§ Aim: Put every line of the data below into a numbered list, leaving out any blank lines.

=-=-=-=-=

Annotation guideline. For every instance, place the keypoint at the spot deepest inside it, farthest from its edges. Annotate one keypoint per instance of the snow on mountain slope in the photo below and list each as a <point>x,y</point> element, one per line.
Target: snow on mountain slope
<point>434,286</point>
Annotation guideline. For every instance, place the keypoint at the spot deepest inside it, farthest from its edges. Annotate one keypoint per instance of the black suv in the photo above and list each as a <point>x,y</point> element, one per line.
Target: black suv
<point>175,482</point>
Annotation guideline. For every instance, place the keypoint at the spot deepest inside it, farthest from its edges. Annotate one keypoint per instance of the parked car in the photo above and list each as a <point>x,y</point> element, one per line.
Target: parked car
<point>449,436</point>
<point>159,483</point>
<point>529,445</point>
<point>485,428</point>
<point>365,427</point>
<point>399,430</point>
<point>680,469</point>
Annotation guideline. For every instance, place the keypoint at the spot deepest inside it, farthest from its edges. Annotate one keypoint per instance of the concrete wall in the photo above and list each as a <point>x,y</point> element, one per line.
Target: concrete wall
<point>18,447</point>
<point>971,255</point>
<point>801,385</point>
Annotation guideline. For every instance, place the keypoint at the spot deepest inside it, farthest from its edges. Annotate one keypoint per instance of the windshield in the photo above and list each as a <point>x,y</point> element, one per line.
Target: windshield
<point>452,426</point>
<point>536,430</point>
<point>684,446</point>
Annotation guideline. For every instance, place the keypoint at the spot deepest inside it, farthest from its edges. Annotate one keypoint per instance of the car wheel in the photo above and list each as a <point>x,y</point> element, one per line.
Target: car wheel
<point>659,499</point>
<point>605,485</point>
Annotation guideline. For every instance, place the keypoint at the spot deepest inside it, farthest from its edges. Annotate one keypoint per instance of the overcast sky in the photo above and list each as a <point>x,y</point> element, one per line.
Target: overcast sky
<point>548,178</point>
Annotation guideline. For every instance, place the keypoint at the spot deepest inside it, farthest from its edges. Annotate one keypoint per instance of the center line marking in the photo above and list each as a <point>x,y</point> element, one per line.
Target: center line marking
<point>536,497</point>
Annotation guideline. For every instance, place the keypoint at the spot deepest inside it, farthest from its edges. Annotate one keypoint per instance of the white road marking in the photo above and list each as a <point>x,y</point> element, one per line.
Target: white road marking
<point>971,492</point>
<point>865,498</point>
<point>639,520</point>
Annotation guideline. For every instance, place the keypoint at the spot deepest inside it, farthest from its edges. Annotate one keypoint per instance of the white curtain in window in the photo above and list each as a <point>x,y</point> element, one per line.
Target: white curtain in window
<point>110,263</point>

=-=-=-=-=

§ Full answer:
1. Annotation guideline. For every instance, place the keypoint at the spot deepest inside it, farthest from its edges. Annotate one keypoint per instance of the snow on mountain slope in the photo below and list each as a <point>x,y</point> element, one per line.
2. Target: snow on mountain slope
3. <point>434,286</point>
4. Annotation guideline. For every instance, place the keypoint at the spot deepest inside it, farthest from its edges. Annotate one keypoint per instance of the black suv in the photo above and list each as a <point>x,y</point> element, one per line.
5. Target: black suv
6. <point>175,482</point>
7. Annotation guideline. For every instance, place the keypoint at the spot deepest inside it, farthest from its edges. Annotate one keypoint per instance of the parked car in the photo above and list each as a <point>x,y</point> element, one per line.
8. Target: parked car
9. <point>449,436</point>
10. <point>159,483</point>
11. <point>529,445</point>
12. <point>485,428</point>
13. <point>365,427</point>
14. <point>399,430</point>
15. <point>680,469</point>
16. Annotation guideline. For every instance, place the keypoint at the spot deepest inside it, farthest from its edges. Annotate one keypoint per instance of the concrete wall in the photo above and list each as a <point>x,y</point> element, one per line.
17. Target: concrete wall
18. <point>18,447</point>
19. <point>971,255</point>
20. <point>801,385</point>
21. Annotation guideline. For every instance, place the keypoint at the spot deepest inside it, farthest from its edges. Annotate one keypoint per instance of the windshield in the photo above and list each as a <point>x,y</point> element, one per line.
22. Target: windshield
23. <point>452,426</point>
24. <point>536,430</point>
25. <point>684,446</point>
26. Annotation guideline. For every instance, place the keypoint at the spot deepest inside it, farthest from its edges. Annotate one keypoint per instance of the car wheel in the photo above and list each as a <point>x,y</point> element, one per line.
27. Target: car wheel
28. <point>659,499</point>
29. <point>605,485</point>
30. Annotation guideline. For every instance, place the keypoint at the spot deepest inside it, farthest from its edges. Annotate one keypoint per instance of the overcast sky in the photo above and list each as a <point>x,y</point> element, one per line.
31. Target: overcast sky
32. <point>548,178</point>
33. Annotation guideline. For every instance, place the keypoint at the spot deepest inside it, farthest from its edges. Annotate one keypoint per instance of the center line marking in the photo above and list each as a <point>x,y</point> element, one per line.
34. Target: center line marking
35. <point>536,497</point>
36. Annotation guideline. For every instance, place the keypoint at the spot deepest inside it, farthest from its edges. Annotate one keypoint per instance of the white road marking in the photo above and list each as a <point>x,y</point> element, one per line.
37. Target: white road marking
38. <point>971,492</point>
39. <point>865,498</point>
40. <point>639,520</point>
41. Annotation guideline. For every instance, place the keypoint at the spot deepest inside it, farthest from its edges. Annotate one keypoint per instance of the white curtain in window in the photo above and list each as a <point>x,y</point> element, one per line.
42. Target: white curtain in window
43. <point>110,263</point>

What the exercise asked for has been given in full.